• [Problem]:
In the records below, substitute "cursor" for every "pointer" and leave the rest unchanged. Don't include the pictures in your answer.

Raw records:
● ● ● ● ● ● ●

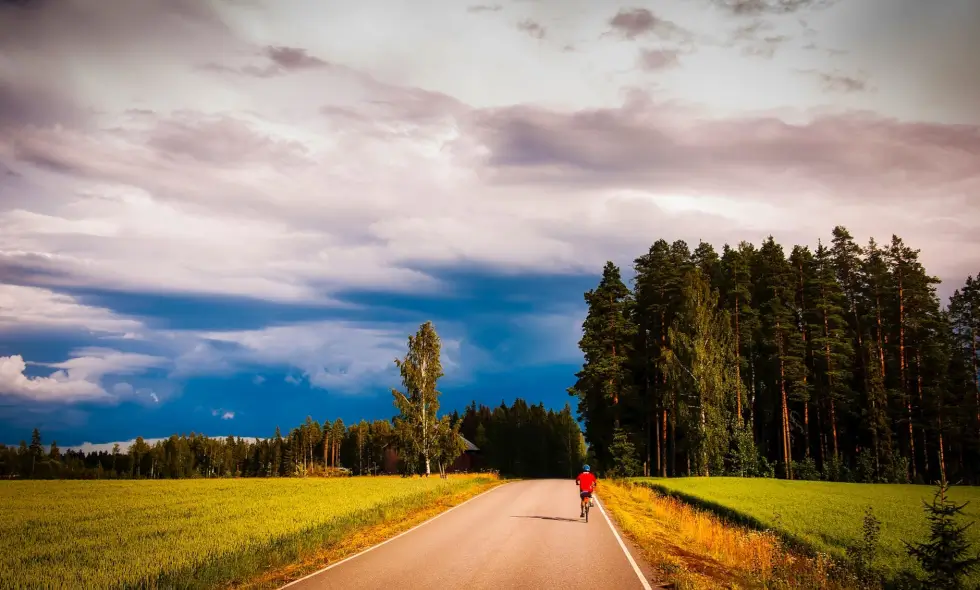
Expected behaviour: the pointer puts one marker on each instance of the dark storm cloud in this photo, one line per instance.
(656, 146)
(658, 59)
(837, 82)
(761, 7)
(637, 22)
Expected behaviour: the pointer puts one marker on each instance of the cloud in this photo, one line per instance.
(645, 145)
(532, 28)
(484, 8)
(637, 22)
(333, 355)
(77, 379)
(837, 82)
(151, 174)
(281, 60)
(33, 308)
(122, 388)
(760, 7)
(653, 60)
(14, 382)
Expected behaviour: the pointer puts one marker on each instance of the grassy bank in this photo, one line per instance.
(695, 549)
(198, 533)
(824, 516)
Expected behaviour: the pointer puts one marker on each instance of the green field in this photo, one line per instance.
(825, 516)
(187, 533)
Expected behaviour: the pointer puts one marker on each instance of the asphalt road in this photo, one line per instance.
(520, 535)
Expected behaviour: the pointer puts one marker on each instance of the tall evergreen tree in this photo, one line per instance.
(700, 359)
(605, 381)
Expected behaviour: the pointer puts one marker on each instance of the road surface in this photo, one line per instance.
(523, 534)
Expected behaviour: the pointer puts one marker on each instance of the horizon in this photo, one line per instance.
(229, 215)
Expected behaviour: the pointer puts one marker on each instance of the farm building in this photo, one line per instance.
(469, 460)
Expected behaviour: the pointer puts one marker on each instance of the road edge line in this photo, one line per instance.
(386, 541)
(629, 556)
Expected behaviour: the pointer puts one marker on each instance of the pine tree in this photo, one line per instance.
(774, 294)
(605, 379)
(833, 348)
(700, 360)
(945, 557)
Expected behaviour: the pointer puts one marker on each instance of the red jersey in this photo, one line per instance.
(586, 481)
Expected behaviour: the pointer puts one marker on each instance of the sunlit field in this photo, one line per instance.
(826, 516)
(188, 533)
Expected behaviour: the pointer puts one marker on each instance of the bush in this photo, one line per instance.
(862, 554)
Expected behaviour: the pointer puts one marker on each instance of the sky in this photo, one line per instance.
(221, 216)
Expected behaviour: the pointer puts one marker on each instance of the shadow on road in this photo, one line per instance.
(552, 518)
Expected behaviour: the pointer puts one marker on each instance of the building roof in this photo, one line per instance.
(469, 446)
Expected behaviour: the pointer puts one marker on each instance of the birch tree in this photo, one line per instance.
(418, 404)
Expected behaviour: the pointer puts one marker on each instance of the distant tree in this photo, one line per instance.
(623, 453)
(420, 371)
(448, 444)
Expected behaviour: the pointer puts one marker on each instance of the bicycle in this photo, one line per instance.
(586, 507)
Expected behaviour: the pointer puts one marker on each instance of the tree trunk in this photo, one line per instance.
(830, 382)
(922, 409)
(901, 365)
(785, 417)
(738, 368)
(976, 373)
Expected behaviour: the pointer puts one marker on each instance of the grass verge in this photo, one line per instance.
(694, 549)
(397, 521)
(816, 516)
(202, 533)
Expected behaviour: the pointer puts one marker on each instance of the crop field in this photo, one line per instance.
(826, 516)
(189, 533)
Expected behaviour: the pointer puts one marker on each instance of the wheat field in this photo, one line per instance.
(188, 533)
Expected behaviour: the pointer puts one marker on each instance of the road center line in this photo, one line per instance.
(636, 568)
(385, 542)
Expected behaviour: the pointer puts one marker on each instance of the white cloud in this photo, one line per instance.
(37, 308)
(238, 184)
(332, 355)
(122, 388)
(76, 379)
(58, 387)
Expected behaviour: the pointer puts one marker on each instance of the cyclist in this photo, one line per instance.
(586, 485)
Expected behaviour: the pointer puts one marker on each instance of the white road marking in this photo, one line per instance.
(636, 568)
(373, 547)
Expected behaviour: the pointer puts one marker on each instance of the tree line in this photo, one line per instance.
(521, 439)
(837, 363)
(525, 440)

● ● ● ● ● ● ●

• [Correct answer]:
Expected behaviour: the cursor puts one marker on each instance of the dark storm cloud in this photo, one line per instance.
(656, 146)
(658, 59)
(837, 82)
(761, 7)
(637, 22)
Expected behaviour: the cursor puts one marker on each instance of the cloud in this photo, one line per instance.
(645, 145)
(532, 28)
(484, 8)
(637, 22)
(333, 355)
(77, 379)
(837, 82)
(151, 174)
(281, 60)
(33, 308)
(122, 388)
(760, 7)
(653, 60)
(14, 382)
Expected behaviour: the cursor puts one marker on each instance of the grassy bank in this photo, one line per instance.
(695, 549)
(198, 533)
(824, 516)
Expected behaviour: the cursor puts one marker on each instance of the green field in this photo, one line per instance.
(825, 516)
(187, 533)
Expected behaviour: the cursor puts one marker on each instance of the asphalt road in this photo, one line per instance.
(520, 535)
Expected behaviour: the cursor puts one marker on each instance of the tall evergreen tree in this photo, one line per instance.
(700, 359)
(605, 381)
Expected behaviour: the cursor puts one marker on each instance of the road surface in this photo, one line per instance.
(523, 534)
Expected behaviour: the cursor puts one marker on each instance of the horizon in this photo, one line per instance.
(229, 215)
Expected behaviour: the cursor puts one marker on each instance of the farm building in this photo, one line per instance.
(469, 460)
Expected behaviour: the cursor puts one marker on each instance of the road edge line in this photo, one line per instance.
(386, 541)
(629, 556)
Expected behaviour: the cursor puts one marker on each instance of the pine tree in this photo, one line per instance.
(774, 294)
(605, 379)
(833, 348)
(700, 360)
(945, 557)
Expected behaviour: the cursor puts one marker on each instance of the red jersey in this photo, one line per instance.
(586, 481)
Expected behaviour: the cursor puts one marker on each instance of the sunlit field in this photo, one line per instance.
(826, 516)
(188, 533)
Expected behaviour: the cursor puts one marker on each instance of the bush in this photo, one line per instance.
(862, 554)
Expected behaviour: the cursor puts one marker on each instance of the sky in this photo, one line per instance.
(221, 216)
Expected behaviour: the cursor puts one marker on each instance of the shadow on road in this photo, one line per instance.
(552, 518)
Expected behaviour: the cursor puts one marker on each instance of the building roof in this photo, one line per instance.
(469, 446)
Expected behaviour: the cursor puts one marker on each instance of the birch tree in this photo, one line per instance.
(418, 404)
Expected behaviour: the cursor puts one marker on each instance of the distant tree in this photo, one line per instance.
(623, 453)
(420, 371)
(448, 444)
Expected behaviour: the cursor puts one marker on each instance of the bicycle in this photo, one line per instance.
(586, 507)
Expected behaviour: the cursor puts one marker on each instance of the tree trunk in this photo, one line per instance.
(830, 382)
(922, 409)
(901, 365)
(785, 417)
(738, 368)
(976, 373)
Expected behaviour: the cursor puts one marker on each instance of the grass verge in this photo, one line per instance.
(694, 549)
(397, 521)
(816, 516)
(202, 533)
Expected behaviour: the cursor puts one marker on each instance of the crop field in this photo, one line per instance.
(826, 516)
(189, 533)
Expected behaviour: the cursor puts one marker on each instance of the wheat field in this photo, one line per instance.
(188, 533)
Expected behaviour: the cursor puts one marker on each instance of the road center line in this photo, one line per instance.
(636, 568)
(385, 542)
Expected behaviour: the cursor puts one marker on each instance of the white cloud in this photo, one line per instance.
(37, 308)
(238, 184)
(332, 355)
(122, 388)
(76, 379)
(58, 387)
Expected behaviour: the cursor puts one marker on each instance of the cyclist in this photo, one line per instance.
(586, 485)
Expected behaviour: the cursor puts one marker on each instance of the white road marking in this photo, one line per instance.
(636, 568)
(373, 547)
Expected behaviour: the cursor puts one marker on each instance of the tree line in this photo, one line per instance.
(521, 439)
(837, 363)
(525, 440)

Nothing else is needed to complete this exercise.